> EXERCISE DESCRIPTION: Find each line of the material below in which the word "post" occurs, and return it.

> DATA UNDER STUDY:
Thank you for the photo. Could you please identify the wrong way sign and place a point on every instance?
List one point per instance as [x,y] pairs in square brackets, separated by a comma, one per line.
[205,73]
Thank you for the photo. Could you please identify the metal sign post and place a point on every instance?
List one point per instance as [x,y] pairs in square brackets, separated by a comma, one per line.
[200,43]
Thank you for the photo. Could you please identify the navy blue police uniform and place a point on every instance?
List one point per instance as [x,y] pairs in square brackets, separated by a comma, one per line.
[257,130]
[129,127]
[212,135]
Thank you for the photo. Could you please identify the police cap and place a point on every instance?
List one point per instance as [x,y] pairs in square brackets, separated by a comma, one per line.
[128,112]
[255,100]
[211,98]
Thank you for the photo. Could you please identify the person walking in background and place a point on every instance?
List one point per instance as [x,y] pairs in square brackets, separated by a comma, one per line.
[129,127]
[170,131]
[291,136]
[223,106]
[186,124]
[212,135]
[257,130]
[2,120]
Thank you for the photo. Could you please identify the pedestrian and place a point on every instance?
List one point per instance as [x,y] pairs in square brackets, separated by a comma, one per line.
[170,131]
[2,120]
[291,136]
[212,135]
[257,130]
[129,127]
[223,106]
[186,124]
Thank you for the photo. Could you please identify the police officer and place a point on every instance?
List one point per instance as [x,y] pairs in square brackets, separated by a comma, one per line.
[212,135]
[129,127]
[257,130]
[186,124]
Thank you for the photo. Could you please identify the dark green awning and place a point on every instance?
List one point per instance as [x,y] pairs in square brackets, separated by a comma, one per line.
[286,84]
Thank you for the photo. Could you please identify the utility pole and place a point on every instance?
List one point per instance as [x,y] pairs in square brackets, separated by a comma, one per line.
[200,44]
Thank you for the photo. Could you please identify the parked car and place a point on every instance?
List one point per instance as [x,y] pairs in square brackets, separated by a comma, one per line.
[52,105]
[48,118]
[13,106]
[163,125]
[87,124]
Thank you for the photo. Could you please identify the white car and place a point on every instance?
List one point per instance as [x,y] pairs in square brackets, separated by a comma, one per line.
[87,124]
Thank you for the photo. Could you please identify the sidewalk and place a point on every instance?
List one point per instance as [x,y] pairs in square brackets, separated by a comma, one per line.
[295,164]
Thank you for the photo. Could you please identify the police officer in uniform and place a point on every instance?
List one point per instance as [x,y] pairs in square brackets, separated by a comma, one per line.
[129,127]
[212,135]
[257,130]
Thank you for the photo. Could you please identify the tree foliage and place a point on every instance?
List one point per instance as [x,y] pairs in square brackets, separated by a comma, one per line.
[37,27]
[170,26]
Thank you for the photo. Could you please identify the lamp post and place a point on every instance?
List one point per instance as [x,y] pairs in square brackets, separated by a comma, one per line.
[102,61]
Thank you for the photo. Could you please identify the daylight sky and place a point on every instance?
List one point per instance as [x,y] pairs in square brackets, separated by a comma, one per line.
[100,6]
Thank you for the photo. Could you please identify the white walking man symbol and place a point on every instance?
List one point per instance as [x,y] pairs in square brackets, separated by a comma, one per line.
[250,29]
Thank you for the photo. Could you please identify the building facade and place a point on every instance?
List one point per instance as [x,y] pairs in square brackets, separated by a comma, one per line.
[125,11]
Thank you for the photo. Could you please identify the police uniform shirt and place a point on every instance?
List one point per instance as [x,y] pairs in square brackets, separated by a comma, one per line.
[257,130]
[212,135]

---

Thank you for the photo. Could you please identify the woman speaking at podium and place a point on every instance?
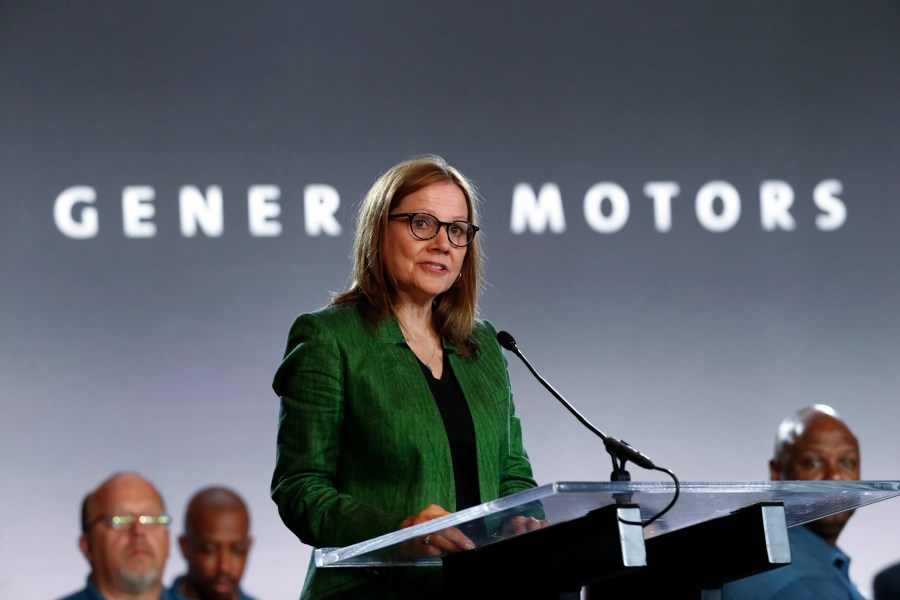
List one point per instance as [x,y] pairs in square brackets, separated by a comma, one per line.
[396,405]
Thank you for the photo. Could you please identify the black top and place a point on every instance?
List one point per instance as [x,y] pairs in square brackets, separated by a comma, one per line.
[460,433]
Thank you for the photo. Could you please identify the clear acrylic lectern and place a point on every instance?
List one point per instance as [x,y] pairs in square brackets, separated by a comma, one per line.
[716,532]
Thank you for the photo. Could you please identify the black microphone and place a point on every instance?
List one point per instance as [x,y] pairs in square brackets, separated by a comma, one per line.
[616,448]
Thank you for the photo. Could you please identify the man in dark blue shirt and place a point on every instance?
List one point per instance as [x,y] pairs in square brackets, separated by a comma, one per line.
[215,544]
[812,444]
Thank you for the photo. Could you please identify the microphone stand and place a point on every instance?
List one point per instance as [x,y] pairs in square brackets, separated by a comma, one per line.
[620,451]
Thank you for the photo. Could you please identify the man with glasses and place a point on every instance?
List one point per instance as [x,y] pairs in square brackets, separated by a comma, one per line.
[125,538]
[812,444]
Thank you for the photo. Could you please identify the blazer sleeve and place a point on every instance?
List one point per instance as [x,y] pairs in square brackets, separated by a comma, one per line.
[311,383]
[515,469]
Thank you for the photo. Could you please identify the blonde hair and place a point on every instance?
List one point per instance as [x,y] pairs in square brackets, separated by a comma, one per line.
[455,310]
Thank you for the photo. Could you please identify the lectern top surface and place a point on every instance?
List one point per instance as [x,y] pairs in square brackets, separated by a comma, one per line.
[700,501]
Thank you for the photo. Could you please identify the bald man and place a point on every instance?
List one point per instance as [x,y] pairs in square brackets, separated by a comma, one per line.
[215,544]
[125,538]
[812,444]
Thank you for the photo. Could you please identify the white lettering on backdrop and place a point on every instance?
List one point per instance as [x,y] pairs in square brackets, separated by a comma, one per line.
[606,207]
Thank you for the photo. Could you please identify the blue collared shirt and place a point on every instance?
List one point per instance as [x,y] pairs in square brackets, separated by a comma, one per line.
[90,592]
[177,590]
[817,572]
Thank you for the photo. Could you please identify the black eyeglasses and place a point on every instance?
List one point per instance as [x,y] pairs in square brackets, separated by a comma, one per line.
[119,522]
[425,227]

> TASK ANSWER:
Thank you for the photo. Could you please identify the metal sign post and place a point on every instance?
Thank you for the photo. Could you please identify the lamp post and place a point on every instance?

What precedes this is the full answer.